**EXTRAIT DU TEXTE:**
2. L’agent a-t-il refusé ou omis d’exercer sa compétence en n’examinant pas la possibilité d’exempter, comme le prévoit l’article 25 de la LIPR, le demandeur de l’entrevue ou en n’accordant pas l’exemption?
3. L’agent a-t-il rendu sa décision sans tenir compte de la preuve et de l’ensemble des circonstances en l’espèce?
4. Le droit du demandeur à l’assistance d’un avocat a-t-il été déprécié, voire bafoué et abrogé, ce qui va à l’encontre de l’arrêt de la Cour suprême du Canada dans Burlingham [R. c. Burlingham, [1995] 2 R.C.S. 206]?
5. L’agent a-t-il rendu, dans l’ensemble, une décision déraisonnable contraire à Baker?
6. Le demandeur s’est-t-il vu refuser, dans l’ensemble, une audience équitable?
[5] Le défendeur soutient que la question à trancher est la suivante :
1. La demande de contrôle judiciaire du demandeur devrait-elle être rejetée au motif que l’alinéa 72(2)a) de la LIPR interdit au demandeur de présenter une demande de contrôle judiciaire?
[6] J’estime que les questions à trancher dans la présente demande sont les suivantes :
1. L’alinéa 72(2)a) de la LIPR interdit-il au demandeur de présenter une demande de contrôle judiciaire?
2. Si l’alinéa 72(2)a) n’interdit pas le dépôt de la demande,
a. l’agent a-t-il omis d’exercer sa compétence en n’accueillant pas la demande d’exemption de l’entrevue personnelle présentée par le demandeur?
b. l’agent a-t-il omis de prendre en considération l’ensemble de la preuve, en particulier la lettre de l’agent d’immigration précédent qui semble reconnaître la validité du mariage du demandeur?
LE CONTEXTE
[7] Le demandeur est citoyen de la Roumanie. Il a demandé l’asile en tant que réfugié au sens de la Convention, mais la [Section de la protection des réfugiés] de la Commission de l’immigration et du statut de réfugié a rejeté sa demande.
[8] Le demandeur a présenté depuis le Canada sa demande de résidence permanente pour des motifs d’ordre humanitaire qui ont été examinés dans le cadre de la nouvelle politique sur les époux et les conjoints de faits. Cette demande de résidence permanente a été rejetée le 8 décembre 2005 pour plusieurs motifs :
i. le demandeur ne serait pas visé par le nouveau programme pour les époux et les conjoints de fait parce qu’il est entré au Canada en utilisant un faux passeport qu’il n’a pas remis à son entrée;
ii. le demandeur ne satisfaisait pas aux exigences de l’alinéa 124a) du Règlement [Règlement sur l’immigration et la protection des réfugiés, DORS/2002-227], lequel exige que le demandeur prouve qu’il est « l’époux ou le conjoint de fait d’un répondant et vit avec ce répondant au Canada » [non souligné dans l’original];
iii. pour ce qui est de la demande fondée sur des motifs d’ordre humanitaire, le ministre n’a pas accordé au demandeur l’exemption nécessaire pour permettre à sa demande d’être traitée depuis le Canada.

Enregistrements tirés d’une collection
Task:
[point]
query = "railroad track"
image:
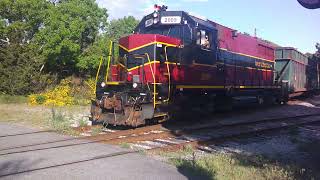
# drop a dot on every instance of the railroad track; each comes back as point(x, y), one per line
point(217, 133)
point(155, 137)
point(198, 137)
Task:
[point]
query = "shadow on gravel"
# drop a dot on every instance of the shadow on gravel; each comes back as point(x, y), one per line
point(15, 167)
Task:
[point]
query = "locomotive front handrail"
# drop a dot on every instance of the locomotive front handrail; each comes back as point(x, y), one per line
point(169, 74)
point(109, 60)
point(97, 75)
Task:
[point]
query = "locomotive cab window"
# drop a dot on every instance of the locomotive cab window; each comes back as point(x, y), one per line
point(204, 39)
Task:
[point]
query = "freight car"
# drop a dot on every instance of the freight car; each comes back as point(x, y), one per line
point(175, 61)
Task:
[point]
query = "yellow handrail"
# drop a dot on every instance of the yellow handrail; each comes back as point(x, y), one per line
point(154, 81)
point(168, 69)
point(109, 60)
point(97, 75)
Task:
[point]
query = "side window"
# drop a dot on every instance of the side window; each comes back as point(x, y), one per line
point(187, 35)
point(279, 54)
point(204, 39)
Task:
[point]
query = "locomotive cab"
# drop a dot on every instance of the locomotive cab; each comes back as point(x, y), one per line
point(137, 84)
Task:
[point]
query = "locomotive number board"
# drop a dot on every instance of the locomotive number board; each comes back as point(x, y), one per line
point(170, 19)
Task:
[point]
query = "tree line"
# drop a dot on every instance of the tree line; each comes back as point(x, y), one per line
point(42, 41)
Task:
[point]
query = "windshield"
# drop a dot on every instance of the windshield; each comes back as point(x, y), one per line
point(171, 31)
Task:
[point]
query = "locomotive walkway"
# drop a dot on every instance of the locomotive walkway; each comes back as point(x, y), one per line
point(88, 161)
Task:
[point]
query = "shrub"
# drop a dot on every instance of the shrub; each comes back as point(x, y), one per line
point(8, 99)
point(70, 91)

**EXERCICE 1:** Pour chaque affirmation, dites par oui ou par non si elle concorde avec le texte, et citez textuellement les mots du texte qui permettent de trancher. (a) Le demandeur est citoyen de la Roumanie. (b) Le demandeur a remis son faux passeport à son entrée au Canada. (c) La Section de la protection des réfugiés a accueilli la demande d’asile du demandeur.
**EXERCICE 2:** Recopiez sans aucune modification le passage du texte qui s’ouvre sur les mots « [6] J’estime que » et se clôt sur « mariage du demandeur? ».

**RÉPONSE 1:**
(a) Oui : « Le demandeur est citoyen de la Roumanie. »
(b) Non : « un faux passeport qu’il n’a pas remis à son entrée »
(c) Non : « mais la [Section de la protection des réfugiés] de la Commission de l’immigration et du statut de réfugié a rejeté sa demande. »

**RÉPONSE 2:**
[6] J’estime que les questions à trancher dans la présente demande sont les suivantes :
1. L’alinéa 72(2)a) de la LIPR interdit-il au demandeur de présenter une demande de contrôle judiciaire?
2. Si l’alinéa 72(2)a) n’interdit pas le dépôt de la demande,
a. l’agent a-t-il omis d’exercer sa compétence en n’accueillant pas la demande d’exemption de l’entrevue personnelle présentée par le demandeur?
b. l’agent a-t-il omis de prendre en considération l’ensemble de la preuve, en particulier la lettre de l’agent d’immigration précédent qui semble reconnaître la validité du mariage du demandeur?